Aufgabenstellung:
a: Was erfordert die Verwirkung laut dem Textauszug neben dem Zeitmoment?
b: Stimmen diese Aussagen mit dem Textauszug überein? (i) Der Zahlungsanspruch des Vermieters unterliegt nur der Verjährung. (ii) Nach dem LG Berlin verwirkt der Vermieter seinen Anspruch, wenn er den Einbehalt eines Teils der Miete drei Jahre lang hinnimmt. (iii) Nach dem LG München I tritt die Verwirkung ein, wenn der Vermieter den Anspruch erst nach zwölf Monaten gerichtlich geltend macht.
c: Schreiben Sie aus dem Textauszug die Stelle ab, die mit „Voraussetzung der Verwirkung“ beginnt und bis einschließlich „gerichtlich geltend macht.“ weitergeht.

Textauszug:
■ ■ ■

Voraussetzung der Verwirkung
Der Zahlungsanspruch des Vermieters unterliegt nicht nur der Verjährung, er kann auch verwirken. Von den Instanzgerichten wird allerdings oft übersehen, dass die Verwirkung neben dem Zeitmoment auch ein Umstandsmoment erfordert. So hat das LG Berlin entschieden, dass ein Vermieter seinen Anspruch auf Mietzahlung dann verwirkt, wenn er die vom Mieter mit Mängeln begründete Einbehaltung eines Teils der Miete über einen längeren Zeitraum (hier: 3 Jahre) hinnimmt. Das LG München I ist der Ansicht, dass der Vermieter seinen Anspruch auf Nachzahlung von aufgrund Minderung rückständiger Mieten verwirkt, wenn er nach Aufforderung zur Zahlung der vollständigen Miete den Anspruch erst nach 8 Monaten gerichtlich geltend macht.

■ ■ ■

Vorliegende Daten:
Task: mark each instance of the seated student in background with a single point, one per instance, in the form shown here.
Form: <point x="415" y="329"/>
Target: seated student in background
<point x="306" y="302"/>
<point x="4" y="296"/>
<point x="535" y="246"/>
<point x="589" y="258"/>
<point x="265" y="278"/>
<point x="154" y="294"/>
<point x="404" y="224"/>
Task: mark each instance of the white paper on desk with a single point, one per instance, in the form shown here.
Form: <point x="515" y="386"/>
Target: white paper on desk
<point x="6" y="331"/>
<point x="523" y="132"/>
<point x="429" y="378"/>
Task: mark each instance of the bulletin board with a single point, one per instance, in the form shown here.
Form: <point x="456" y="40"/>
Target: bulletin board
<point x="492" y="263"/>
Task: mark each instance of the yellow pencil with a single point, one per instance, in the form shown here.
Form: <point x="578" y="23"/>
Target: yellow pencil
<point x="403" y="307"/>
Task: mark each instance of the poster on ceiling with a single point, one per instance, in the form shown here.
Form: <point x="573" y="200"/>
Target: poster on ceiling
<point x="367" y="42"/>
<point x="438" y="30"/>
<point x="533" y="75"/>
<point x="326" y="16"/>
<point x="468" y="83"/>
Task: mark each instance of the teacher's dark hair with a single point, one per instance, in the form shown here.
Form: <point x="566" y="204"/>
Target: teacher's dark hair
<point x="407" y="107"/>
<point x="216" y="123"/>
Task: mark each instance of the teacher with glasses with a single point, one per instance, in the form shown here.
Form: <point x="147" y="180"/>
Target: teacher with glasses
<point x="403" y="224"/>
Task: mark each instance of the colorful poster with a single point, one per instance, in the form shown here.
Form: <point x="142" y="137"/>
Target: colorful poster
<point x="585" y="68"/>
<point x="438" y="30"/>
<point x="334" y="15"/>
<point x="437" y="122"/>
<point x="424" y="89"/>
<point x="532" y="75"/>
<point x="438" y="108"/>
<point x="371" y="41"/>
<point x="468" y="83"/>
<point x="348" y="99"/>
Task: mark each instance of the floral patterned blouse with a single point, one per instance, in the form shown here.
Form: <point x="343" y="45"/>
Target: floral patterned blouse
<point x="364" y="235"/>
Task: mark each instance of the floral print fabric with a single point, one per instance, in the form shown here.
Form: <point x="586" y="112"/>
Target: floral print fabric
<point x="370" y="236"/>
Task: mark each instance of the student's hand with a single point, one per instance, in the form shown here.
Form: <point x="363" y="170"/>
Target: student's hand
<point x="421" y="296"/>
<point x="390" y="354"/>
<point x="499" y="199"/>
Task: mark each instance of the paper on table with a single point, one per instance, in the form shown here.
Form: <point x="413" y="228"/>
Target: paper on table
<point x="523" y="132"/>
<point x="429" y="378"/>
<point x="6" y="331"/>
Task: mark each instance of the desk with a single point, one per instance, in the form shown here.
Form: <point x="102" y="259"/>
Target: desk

■ ■ ■

Lösungen:
a: Sie erfordert auch ein Umstandsmoment.

b:
(i) Nein: „Der Zahlungsanspruch des Vermieters unterliegt nicht nur der Verjährung, er kann auch verwirken.“
(ii) Ja: „über einen längeren Zeitraum (hier: 3 Jahre) hinnimmt“
(iii) Nein: „den Anspruch erst nach 8 Monaten gerichtlich geltend macht“

c:
Voraussetzung der Verwirkung
Der Zahlungsanspruch des Vermieters unterliegt nicht nur der Verjährung, er kann auch verwirken. Von den Instanzgerichten wird allerdings oft übersehen, dass die Verwirkung neben dem Zeitmoment auch ein Umstandsmoment erfordert. So hat das LG Berlin entschieden, dass ein Vermieter seinen Anspruch auf Mietzahlung dann verwirkt, wenn er die vom Mieter mit Mängeln begründete Einbehaltung eines Teils der Miete über einen längeren Zeitraum (hier: 3 Jahre) hinnimmt. Das LG München I ist der Ansicht, dass der Vermieter seinen Anspruch auf Nachzahlung von aufgrund Minderung rückständiger Mieten verwirkt, wenn er nach Aufforderung zur Zahlung der vollständigen Miete den Anspruch erst nach 8 Monaten gerichtlich geltend macht.